* _Task prompt_
Copy the data from the line that has "Where can you find the gabled" through the line that has "<point>231,119</point>", replacing "gabled roof" with "flat roof" and changing nothing else.

* _Task material_
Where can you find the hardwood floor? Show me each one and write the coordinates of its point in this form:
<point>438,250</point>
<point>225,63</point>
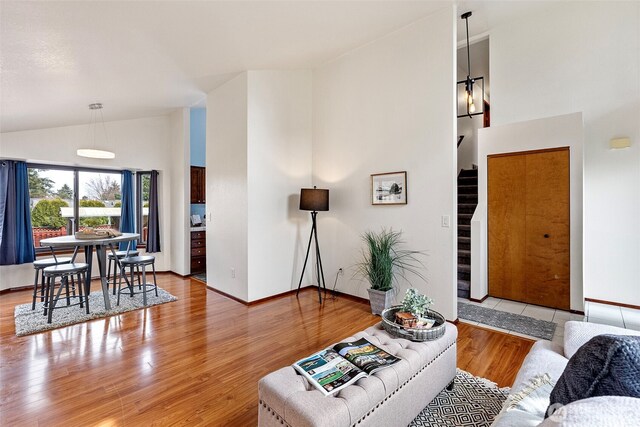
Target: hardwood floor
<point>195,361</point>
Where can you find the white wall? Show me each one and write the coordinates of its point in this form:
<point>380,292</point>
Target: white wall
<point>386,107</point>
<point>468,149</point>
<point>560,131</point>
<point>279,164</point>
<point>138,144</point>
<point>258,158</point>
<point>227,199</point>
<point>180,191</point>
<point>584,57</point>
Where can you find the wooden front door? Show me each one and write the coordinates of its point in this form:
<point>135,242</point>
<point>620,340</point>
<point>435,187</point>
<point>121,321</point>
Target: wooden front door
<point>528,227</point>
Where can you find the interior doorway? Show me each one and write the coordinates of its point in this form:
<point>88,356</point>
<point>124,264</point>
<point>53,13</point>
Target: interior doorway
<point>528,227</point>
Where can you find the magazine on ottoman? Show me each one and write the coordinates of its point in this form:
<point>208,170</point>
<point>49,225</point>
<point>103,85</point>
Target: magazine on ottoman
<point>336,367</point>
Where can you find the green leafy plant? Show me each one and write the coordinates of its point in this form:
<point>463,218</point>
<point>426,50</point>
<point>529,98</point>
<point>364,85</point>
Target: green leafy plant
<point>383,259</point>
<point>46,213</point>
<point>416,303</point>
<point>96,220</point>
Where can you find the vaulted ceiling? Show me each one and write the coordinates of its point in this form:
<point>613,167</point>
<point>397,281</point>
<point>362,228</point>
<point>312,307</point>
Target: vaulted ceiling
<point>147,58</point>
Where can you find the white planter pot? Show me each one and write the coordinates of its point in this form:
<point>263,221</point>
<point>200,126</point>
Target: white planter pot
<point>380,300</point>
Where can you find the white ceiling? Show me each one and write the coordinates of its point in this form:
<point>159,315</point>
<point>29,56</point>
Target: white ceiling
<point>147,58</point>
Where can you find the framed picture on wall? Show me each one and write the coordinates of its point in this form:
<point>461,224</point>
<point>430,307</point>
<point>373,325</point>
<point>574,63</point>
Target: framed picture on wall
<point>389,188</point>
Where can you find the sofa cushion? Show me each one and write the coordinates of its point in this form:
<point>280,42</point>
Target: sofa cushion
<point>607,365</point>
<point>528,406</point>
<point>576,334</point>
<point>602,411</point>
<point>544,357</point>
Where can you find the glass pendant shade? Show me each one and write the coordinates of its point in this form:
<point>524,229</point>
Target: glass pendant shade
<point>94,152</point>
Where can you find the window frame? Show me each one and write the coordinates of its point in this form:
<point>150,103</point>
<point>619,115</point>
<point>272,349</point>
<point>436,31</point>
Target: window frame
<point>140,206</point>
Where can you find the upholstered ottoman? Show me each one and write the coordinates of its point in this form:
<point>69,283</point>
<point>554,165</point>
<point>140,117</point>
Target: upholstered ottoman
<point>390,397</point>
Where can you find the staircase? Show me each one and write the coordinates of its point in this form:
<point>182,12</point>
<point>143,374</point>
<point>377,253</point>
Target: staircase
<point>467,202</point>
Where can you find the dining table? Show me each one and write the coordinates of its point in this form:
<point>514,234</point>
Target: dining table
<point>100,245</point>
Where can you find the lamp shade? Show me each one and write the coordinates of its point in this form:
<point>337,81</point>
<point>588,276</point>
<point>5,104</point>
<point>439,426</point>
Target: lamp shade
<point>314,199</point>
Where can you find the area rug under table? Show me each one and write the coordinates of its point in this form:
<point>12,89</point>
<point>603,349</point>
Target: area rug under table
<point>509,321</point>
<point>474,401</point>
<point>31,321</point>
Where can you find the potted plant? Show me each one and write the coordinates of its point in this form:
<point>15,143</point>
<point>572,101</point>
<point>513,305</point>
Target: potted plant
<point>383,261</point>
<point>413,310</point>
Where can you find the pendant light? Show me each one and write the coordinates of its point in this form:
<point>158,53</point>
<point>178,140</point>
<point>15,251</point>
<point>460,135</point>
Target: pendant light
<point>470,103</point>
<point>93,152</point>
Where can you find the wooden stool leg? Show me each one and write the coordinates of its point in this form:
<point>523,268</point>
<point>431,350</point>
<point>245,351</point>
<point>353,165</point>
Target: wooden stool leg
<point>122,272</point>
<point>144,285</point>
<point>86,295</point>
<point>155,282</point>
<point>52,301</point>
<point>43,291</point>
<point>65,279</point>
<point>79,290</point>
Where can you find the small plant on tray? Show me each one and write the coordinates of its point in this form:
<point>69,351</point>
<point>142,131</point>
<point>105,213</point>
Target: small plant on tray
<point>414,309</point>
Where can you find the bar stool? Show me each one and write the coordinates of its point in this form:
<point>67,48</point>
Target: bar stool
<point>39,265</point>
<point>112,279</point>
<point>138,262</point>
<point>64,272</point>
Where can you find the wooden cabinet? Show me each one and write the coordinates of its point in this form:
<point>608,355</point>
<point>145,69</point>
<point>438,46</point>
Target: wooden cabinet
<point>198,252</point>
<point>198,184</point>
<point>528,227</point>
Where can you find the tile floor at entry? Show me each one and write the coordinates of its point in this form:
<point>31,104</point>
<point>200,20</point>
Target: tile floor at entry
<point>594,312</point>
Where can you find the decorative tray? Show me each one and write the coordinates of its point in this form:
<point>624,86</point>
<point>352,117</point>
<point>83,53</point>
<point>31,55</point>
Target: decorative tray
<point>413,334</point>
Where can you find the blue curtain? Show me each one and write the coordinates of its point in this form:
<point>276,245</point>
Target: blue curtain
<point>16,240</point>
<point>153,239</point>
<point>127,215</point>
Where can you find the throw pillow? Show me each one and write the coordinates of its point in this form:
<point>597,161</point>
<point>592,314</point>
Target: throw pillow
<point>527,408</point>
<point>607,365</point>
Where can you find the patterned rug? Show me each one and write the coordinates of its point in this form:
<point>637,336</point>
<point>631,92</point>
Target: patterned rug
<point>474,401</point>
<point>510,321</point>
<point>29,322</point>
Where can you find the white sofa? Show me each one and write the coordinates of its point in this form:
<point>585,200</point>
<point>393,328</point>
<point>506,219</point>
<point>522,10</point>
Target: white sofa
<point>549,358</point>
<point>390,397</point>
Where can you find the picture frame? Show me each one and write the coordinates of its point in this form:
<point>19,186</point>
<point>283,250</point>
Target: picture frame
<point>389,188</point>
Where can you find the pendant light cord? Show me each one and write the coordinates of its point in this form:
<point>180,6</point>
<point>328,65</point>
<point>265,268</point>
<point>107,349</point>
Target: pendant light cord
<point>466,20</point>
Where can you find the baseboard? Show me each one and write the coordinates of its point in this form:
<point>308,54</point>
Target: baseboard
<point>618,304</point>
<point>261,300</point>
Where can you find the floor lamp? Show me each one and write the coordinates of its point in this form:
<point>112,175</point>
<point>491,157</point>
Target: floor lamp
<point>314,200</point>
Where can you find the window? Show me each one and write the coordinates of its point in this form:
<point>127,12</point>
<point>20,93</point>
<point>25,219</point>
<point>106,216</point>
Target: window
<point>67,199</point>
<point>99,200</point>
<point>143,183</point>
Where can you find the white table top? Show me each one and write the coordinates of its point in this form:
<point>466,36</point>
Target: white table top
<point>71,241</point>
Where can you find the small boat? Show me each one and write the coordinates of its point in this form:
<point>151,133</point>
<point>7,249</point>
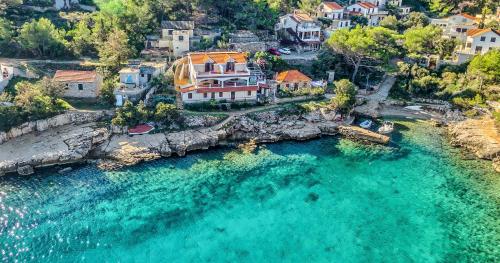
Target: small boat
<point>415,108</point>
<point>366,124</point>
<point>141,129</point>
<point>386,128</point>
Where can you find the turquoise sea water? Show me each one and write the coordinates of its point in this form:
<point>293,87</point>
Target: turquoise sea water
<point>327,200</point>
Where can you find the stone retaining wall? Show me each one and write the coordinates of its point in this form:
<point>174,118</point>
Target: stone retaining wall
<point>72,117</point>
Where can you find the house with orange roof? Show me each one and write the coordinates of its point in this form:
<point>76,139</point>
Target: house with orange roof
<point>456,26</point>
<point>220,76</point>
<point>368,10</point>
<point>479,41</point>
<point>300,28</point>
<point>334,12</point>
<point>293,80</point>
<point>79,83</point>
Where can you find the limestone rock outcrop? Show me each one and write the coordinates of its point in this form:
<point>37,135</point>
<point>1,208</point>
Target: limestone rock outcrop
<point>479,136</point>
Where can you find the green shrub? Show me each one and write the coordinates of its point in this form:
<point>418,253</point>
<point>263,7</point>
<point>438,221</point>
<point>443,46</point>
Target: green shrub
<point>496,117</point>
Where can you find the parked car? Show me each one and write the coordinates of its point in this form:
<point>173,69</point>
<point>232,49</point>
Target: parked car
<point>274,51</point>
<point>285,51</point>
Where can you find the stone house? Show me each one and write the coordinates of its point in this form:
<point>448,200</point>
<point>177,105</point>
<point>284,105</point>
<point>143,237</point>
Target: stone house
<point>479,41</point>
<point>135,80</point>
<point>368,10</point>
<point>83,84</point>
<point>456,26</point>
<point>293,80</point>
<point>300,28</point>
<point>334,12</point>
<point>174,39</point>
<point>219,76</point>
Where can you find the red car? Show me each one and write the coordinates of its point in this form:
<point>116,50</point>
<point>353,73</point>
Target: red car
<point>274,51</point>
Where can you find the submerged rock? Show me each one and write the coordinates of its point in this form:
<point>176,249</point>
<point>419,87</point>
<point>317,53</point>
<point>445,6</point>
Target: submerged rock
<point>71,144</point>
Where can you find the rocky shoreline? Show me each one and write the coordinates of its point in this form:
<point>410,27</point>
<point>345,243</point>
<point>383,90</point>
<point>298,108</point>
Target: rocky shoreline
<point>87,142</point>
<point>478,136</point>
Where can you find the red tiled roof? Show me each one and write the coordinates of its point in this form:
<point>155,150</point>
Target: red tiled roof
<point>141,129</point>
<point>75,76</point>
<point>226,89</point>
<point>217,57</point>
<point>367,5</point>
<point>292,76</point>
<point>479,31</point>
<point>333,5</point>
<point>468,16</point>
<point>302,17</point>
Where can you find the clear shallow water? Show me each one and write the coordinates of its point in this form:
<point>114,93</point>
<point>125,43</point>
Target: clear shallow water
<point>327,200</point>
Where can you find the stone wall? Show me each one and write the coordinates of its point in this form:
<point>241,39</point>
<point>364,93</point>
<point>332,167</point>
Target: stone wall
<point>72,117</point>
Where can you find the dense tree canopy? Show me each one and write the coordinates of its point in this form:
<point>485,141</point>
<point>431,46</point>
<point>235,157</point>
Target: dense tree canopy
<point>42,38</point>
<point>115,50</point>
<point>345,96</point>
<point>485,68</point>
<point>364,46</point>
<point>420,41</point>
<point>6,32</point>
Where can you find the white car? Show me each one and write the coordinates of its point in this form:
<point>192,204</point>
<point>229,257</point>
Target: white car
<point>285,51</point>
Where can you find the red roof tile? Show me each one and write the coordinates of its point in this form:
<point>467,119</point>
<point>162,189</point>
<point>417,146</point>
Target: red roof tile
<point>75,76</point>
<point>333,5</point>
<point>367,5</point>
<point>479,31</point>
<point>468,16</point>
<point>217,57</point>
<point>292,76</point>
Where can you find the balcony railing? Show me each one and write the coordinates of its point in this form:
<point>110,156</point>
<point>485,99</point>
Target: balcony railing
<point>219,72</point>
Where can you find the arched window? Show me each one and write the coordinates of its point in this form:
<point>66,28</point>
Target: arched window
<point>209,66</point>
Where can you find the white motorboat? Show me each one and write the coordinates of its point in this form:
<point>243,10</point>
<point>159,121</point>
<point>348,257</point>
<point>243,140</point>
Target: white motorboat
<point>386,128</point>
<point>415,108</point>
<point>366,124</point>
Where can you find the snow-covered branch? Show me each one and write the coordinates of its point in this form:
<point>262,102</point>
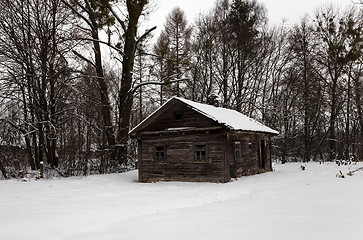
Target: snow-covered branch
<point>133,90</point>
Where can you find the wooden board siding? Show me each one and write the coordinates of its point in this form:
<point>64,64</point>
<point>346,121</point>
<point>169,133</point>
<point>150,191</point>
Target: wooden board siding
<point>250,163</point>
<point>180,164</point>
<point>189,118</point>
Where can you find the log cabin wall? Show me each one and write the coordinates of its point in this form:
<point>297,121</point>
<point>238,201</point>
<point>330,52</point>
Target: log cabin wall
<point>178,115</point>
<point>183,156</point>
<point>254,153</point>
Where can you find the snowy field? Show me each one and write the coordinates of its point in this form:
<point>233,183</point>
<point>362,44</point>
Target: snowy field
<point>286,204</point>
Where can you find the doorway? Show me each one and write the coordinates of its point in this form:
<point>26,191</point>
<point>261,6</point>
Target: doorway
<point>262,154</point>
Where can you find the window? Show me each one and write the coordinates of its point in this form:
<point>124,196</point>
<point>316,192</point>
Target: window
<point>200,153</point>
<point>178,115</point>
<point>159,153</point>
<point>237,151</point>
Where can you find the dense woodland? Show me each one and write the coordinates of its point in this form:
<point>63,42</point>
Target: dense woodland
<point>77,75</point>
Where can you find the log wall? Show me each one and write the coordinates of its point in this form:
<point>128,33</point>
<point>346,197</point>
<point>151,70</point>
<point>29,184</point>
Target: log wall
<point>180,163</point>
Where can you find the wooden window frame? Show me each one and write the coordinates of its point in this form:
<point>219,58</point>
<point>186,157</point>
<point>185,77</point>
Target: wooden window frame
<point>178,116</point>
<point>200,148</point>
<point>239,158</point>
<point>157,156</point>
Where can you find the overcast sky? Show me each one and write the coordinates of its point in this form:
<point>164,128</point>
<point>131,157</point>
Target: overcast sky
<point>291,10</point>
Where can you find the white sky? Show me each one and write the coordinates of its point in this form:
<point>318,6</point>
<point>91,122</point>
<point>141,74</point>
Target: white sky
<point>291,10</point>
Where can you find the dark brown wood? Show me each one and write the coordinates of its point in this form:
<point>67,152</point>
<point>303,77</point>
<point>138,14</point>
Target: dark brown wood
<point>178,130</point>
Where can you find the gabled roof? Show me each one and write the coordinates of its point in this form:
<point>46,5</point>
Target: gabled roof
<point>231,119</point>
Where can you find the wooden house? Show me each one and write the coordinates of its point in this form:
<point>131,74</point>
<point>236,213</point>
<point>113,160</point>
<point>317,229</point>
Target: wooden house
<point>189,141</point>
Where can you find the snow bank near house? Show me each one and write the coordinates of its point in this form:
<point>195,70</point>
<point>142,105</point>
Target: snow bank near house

* _Answer_
Where can you find the flat roof? Show me each one and write the coordinates of its point in this form:
<point>46,5</point>
Target: flat roof
<point>231,119</point>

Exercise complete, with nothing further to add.